Text for analysis>
◇ ◇ ◇ ◇ ◇
Paul Segre has Genesys poised for continued growth by studying what makes customers happy

Interviewed by Dustin S. Klein
Benchmarking is such a ubiquitous term these days in a business world where everyone wants to know how they measure up and whether their company is operating as efficiently as possible.
It’s just not something that Paul Segre has spent a lot of time worrying about to this point as president and CEO at Genesys.
“This may sound strange, but we haven’t yet said what the benchmark is that we’re shooting for,” Segre says. “What we’ve said is we want to enter into a continuous improvement process.”
Segre has been with Genesys since 2002, working first as the chief technology officer and then chief operating office before becoming CEO in 2007.
He also held a variety of executive management roles at Genesys’ parent company, Alcatel-Lucent, before the company decided to spin off Genesys to become a stand-alone business more than three years ago.
“Alcatel-Lucent was a great parent, but it just wasn’t their business,” Segre says. “It wasn’t core to them and they needed cash. So we were non-core, had a very good and motivated management team and we found a great investor in Permira and spun it out and haven’t looked back.”
Genesys has done quite well on its own, registering consistent yearly double-digit growth in revenue, including a record of more than $740 million in 2013. The company focuses on helping its customers provide great experiences for their own customers and has established a presence in more than 80 countries worldwide.
“McKinsey (Global Institute) has done a bunch of research that shows if you’re focused on providing ease of use around what we call customer journeys — a sales process, an on-boarding of a customer, a life event where it might be a renewal or some type of new purchase — if you’re focused on that end to end, the revenue growth of your company is 10 percent better and customer satisfaction is 20 percent better,” Segre says.
“The efficiency of your employees is between 15 and 20 percent better. And so we’ve been doing this at scale, and we’ve seen exactly those types of numbers, sometimes much, much bigger.”

A reason to wait

Genesys puts a great deal of thought into what it takes to make customers happy.
One of the most common pain points for customers of any type of business is the inability to reach a live person for support when they really need it.
So Segre and his team did a study on what is most important to customers in these situations. It took place at a telecom business that was focused on Net Promoter Scores as a key differentiator.
“It’s actually fairly common in the telecom industry to have a service-level agreement around getting to a live person in under a minute,” Segre says. “So we did a study of a large telecom company that wanted to target a live person. If you couldn’t get there in under a minute, they’d expand the pool. And if you still couldn’t, they’d expand the pool more. And the net effect of that was you would get to a poorly trained person because they always had to extend the pool beyond the trained people for whatever the task was.
“So we went in and did a study, and we found that for different types of transactions, people were willing to wait much longer — so long as they could get to the right person the first time and have the successful completion. And it turned out that it was actually dependent — the willingness to wait depended on what the task was. If it was a more transactional type of task like a pin reset and they wanted to get in and out quickly, they didn’t have a lot of patience. If it was a pretty complicated thing, you know, some complicated product maybe or a billing inquiry, they would be comfortable waiting a longer period of time.”
The study found that a big key to maintaining a high NPS is informing the customer about how long the wait time will be. When that’s done, customers tend to be more patient. Plus, there are fewer transfers because they get to the person they really need to speak to.
“You can show a very big correlation with the number of transfers to poor NPS,” Segre says. “So, their number of transfers decreased and customer satisfaction went up. At the same time, if you’re eliminating that number of transfers, you’re able to take a huge amount of cost out of the business because with transfers you get to the wrong person, talk for a fair amount of time and then they transfer you again, and you start the whole process again.”
◇ ◇ ◇ ◇ ◇
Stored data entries
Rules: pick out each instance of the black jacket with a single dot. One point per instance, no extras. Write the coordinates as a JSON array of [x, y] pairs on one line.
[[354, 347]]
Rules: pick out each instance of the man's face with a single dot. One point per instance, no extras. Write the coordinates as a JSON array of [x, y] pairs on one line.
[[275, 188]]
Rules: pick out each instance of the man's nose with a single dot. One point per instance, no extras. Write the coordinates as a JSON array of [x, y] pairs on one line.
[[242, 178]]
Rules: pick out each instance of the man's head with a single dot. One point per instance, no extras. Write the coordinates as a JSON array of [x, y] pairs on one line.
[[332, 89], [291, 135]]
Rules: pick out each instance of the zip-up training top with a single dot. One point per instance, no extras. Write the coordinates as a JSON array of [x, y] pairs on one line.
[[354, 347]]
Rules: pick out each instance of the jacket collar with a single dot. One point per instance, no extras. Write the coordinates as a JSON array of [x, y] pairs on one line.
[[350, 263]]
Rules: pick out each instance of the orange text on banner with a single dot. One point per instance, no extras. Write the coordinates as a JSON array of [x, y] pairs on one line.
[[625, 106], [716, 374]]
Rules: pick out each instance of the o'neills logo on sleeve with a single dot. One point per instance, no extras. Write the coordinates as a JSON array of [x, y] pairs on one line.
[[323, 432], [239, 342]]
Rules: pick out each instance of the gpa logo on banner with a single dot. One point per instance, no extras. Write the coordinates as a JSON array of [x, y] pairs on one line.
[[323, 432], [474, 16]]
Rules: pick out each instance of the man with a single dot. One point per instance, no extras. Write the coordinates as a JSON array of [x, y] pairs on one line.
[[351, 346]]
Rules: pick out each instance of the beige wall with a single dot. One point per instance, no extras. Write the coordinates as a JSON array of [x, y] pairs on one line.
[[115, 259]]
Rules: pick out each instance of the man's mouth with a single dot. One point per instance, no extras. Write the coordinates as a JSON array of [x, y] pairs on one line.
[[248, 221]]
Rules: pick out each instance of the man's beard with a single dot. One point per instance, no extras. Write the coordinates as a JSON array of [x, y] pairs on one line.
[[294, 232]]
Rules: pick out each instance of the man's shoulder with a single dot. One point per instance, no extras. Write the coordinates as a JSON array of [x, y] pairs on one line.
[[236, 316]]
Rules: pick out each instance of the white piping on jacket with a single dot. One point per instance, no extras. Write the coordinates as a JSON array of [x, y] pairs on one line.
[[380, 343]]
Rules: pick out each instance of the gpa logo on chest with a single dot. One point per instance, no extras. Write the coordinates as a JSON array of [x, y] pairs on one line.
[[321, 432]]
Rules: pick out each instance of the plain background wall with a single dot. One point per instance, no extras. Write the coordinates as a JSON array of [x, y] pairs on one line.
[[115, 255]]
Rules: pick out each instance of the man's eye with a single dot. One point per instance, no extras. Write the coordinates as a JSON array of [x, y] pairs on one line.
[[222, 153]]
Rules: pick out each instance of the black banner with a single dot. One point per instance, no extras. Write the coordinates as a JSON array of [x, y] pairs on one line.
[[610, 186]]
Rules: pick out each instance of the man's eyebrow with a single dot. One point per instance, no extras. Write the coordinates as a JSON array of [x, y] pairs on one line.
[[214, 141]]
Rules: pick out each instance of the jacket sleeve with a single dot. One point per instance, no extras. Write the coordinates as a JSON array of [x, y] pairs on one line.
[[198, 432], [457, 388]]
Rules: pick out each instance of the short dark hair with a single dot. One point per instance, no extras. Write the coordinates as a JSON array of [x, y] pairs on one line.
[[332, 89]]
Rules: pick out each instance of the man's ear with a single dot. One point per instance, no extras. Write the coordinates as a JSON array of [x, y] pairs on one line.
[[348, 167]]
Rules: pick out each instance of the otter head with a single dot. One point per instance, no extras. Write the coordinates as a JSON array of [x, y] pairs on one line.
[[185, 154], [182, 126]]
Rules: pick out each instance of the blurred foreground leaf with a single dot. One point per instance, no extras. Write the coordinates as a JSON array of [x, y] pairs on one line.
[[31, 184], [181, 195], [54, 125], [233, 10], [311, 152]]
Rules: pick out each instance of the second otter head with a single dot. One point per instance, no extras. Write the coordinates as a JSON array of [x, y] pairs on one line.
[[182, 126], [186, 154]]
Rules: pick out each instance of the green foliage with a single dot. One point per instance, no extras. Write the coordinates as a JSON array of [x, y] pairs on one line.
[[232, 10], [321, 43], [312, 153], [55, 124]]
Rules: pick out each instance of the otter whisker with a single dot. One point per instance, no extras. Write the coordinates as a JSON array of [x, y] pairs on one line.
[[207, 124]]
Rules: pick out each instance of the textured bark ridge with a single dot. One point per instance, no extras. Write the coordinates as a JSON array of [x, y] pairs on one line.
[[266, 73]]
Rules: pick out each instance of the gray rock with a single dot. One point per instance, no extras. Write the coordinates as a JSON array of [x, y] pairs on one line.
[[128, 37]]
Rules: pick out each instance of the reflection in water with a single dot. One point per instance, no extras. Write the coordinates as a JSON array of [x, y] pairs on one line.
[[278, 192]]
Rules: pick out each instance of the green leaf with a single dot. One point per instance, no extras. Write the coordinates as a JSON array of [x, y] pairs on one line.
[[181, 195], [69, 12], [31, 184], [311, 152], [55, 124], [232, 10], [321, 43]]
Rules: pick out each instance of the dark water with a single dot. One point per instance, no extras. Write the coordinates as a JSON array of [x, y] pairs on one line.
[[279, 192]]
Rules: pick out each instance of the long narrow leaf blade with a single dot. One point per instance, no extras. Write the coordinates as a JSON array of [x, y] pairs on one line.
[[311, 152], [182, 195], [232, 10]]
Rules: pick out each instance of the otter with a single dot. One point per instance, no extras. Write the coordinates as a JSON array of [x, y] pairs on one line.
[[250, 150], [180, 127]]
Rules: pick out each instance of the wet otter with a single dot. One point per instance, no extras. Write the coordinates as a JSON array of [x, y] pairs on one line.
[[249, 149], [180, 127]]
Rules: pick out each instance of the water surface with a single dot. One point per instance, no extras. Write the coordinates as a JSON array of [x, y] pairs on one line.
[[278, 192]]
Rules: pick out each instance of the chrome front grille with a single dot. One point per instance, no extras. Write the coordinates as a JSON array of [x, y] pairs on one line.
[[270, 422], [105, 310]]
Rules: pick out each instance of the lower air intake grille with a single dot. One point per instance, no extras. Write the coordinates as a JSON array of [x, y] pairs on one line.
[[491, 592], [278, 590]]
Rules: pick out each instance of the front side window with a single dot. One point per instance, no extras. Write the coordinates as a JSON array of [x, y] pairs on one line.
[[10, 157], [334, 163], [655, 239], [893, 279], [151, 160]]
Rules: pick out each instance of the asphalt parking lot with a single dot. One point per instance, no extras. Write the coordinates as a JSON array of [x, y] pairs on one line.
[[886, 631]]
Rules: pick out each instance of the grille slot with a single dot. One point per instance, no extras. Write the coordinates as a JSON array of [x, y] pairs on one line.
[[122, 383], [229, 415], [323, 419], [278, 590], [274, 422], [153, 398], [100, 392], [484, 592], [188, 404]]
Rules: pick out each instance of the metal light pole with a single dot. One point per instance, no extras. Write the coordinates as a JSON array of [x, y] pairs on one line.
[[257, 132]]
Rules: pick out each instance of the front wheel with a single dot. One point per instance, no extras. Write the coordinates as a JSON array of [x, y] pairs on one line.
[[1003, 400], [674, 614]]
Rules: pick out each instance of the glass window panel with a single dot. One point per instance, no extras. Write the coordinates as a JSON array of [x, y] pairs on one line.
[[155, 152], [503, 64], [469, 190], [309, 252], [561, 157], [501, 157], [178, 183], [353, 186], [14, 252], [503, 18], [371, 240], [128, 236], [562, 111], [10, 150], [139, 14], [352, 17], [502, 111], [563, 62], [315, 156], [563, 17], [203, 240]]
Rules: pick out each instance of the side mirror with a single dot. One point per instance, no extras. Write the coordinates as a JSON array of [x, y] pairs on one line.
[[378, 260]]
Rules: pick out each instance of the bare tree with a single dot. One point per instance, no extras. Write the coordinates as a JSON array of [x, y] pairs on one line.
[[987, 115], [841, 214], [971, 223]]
◇ ◇ ◇ ◇ ◇
Tasks to perform>
- 1) In the Paul Segre interview, what record revenue did Genesys reach in 2013?
- 2) According to the Paul Segre interview, why does reducing the number of transfers take cost out of a business?

Answers for the tasks>
- 1) More than $740 million.

- 2) With transfers, a customer reaches the wrong person, talks for a fair amount of time, and is then transferred again, starting the whole process over. Eliminating those transfers removes that repeated effort and its cost.